*COMPLETE THE FOLLOWING*:
[1] In the post on marriage and Catholic teaching, which persons of the Holy Trinity are named?
[2] Resume the post on marriage and Catholic teaching right after its final sentence.

*PAGE EXCERPT*:
[Start of section]

IF: Well. My birth control pills are more important to me than your conscience.

Me: Sigh. You and Obama have made that abundantly clear.

Sunday, March 4, 2012

Do words have meaning?



The gloating of liberal Marylanders over Governor O'Malley's epic cave to political pressure regarding gay marriage has forced me to turn the brain back on for some thinking.

A while back I watched a documentary called For the Bible Tells Me So, which questioned whether or not the Bible says anything about committed homosexual relationships. The conclusion was either no or probably not. However, I've since graduated from amateur documentary-level theology to the "I would believe anything this man ever said even though I don't have to" theology of Blessed John Paul II. His seductively beautiful Theology of the Body paints the picture of the human family with father, mother and child as the image of the Holy Trinity of Father, Son and Spirit. Essentially, the love between the Father and the Son and between the father and the mother is so intense that it is procreative and personified by the Spirit and the child respectively.

Thus Christian theology insists that the link between human sexuality and fertility should not be severed as it has been by the use of birth control and by homosexual relationships. From the image of the Trinity comes the definition of the Sacrament of Marriage. So it should be obvious why a Catholic would say that the proposed gay marriage is a radical redefinition of marriage in that it no longer has anything to do with procreation. I know! Such intolerant bigotry to insist that words have meaning. By the way, when I use the term Catholic here, I mean someone who believes what the Church teaches, rather than those who claim to be devout Catholics and yet apparently don't believe the moral and theological teachings.

[End of section]

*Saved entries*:
[Start of section]

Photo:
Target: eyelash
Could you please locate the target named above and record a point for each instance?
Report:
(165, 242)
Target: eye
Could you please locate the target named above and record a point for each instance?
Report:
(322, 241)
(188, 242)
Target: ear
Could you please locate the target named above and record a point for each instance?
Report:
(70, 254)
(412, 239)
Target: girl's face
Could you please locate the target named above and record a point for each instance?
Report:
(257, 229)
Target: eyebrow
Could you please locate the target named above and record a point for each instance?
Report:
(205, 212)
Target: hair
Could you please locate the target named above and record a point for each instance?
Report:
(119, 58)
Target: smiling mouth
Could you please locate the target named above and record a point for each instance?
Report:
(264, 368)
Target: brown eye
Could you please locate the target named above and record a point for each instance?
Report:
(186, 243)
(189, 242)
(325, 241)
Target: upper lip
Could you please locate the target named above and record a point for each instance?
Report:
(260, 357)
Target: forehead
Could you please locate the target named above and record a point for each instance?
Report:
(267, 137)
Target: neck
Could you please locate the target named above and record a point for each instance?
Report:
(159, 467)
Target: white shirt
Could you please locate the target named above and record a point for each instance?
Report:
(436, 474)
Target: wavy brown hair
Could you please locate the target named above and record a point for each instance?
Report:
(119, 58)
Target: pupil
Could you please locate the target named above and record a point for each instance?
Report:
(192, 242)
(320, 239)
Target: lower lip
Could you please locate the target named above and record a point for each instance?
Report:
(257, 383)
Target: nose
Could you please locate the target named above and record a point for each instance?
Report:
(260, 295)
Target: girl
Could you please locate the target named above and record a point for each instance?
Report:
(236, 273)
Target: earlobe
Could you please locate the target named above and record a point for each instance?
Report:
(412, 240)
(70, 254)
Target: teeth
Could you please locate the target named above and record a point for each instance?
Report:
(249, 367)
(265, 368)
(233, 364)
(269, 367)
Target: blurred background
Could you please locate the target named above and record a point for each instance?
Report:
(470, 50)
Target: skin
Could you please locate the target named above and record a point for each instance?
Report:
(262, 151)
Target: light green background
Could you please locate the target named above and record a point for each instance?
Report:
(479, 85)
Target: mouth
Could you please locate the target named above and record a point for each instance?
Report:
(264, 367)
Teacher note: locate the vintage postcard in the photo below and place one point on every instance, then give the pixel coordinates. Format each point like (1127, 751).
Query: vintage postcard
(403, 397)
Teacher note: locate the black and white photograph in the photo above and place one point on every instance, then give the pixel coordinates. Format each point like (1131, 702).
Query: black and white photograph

[End of section]

*PER-TASK ANSWERS*:
[1] Father, Son, Spirit

[2]
Now I know that the push for gay marriage comes from a place of love. But rather than providing a means of acknowledging a loving relationship between adults, which by itself doesn't constitute marriage, the goal of gay marriage is to legitimize gay relationships. Often when women feel that we are being denied the respect we deserve in a male-dominated environment, we strive to be one of the guys. But we soon face the consequences of jamming ourselves into a male mold rather than insisting our femininity be recognized and respected. Today, it seems we feel that jamming gay people into the straight person mold will somehow make homosexuality more palatable. On the one hand, same sex couples are being told to embrace their homosexuality, while on the other hand they are being told that they need to be more like heterosexual couples in order for their union to be acceptable. Unfortunately, there will be sad consequences because such an approach does not respect the dignity of same sex attracted persons and further degrades the integrity of the family. As someone who was raised by my mother and grandmother, I can tell you that two moms will never make a dad.

If marriage is to be founded solely on feelings of love between two individuals and, in particular, on sexual love, then limiting the redefinition of marriage to gays is a great hypocrisy. If gay marriage is okay then why not polygamy? And why can't I marry my brother like the monarchs used to? When incest exists between two consenting adults should it be contractualized through marriage? I cannot think of a reason for supporting gay marriage that would not also apply to a happy, incestuous couple. And, based on the current logic, if anyone thinks that brother and sister shouldn't be married then he or she is apparently an intolerant bigot, because it's their civil right! Might Cardinal O'Brien be right in saying that we experience "intolerance behind the mask of tolerance"?

The redefinition of marriage strips the word of any definitive meaning. Maybe we feel that it's okay to redefine marriage because we no longer feel that heterosexual marriage has meaning. Maybe we feel that it's just an optional civil contract between two cohabiting adults. In which case, shouldn't we reclaim the true definition of marriage rather than continue the process of rendering it meaningless?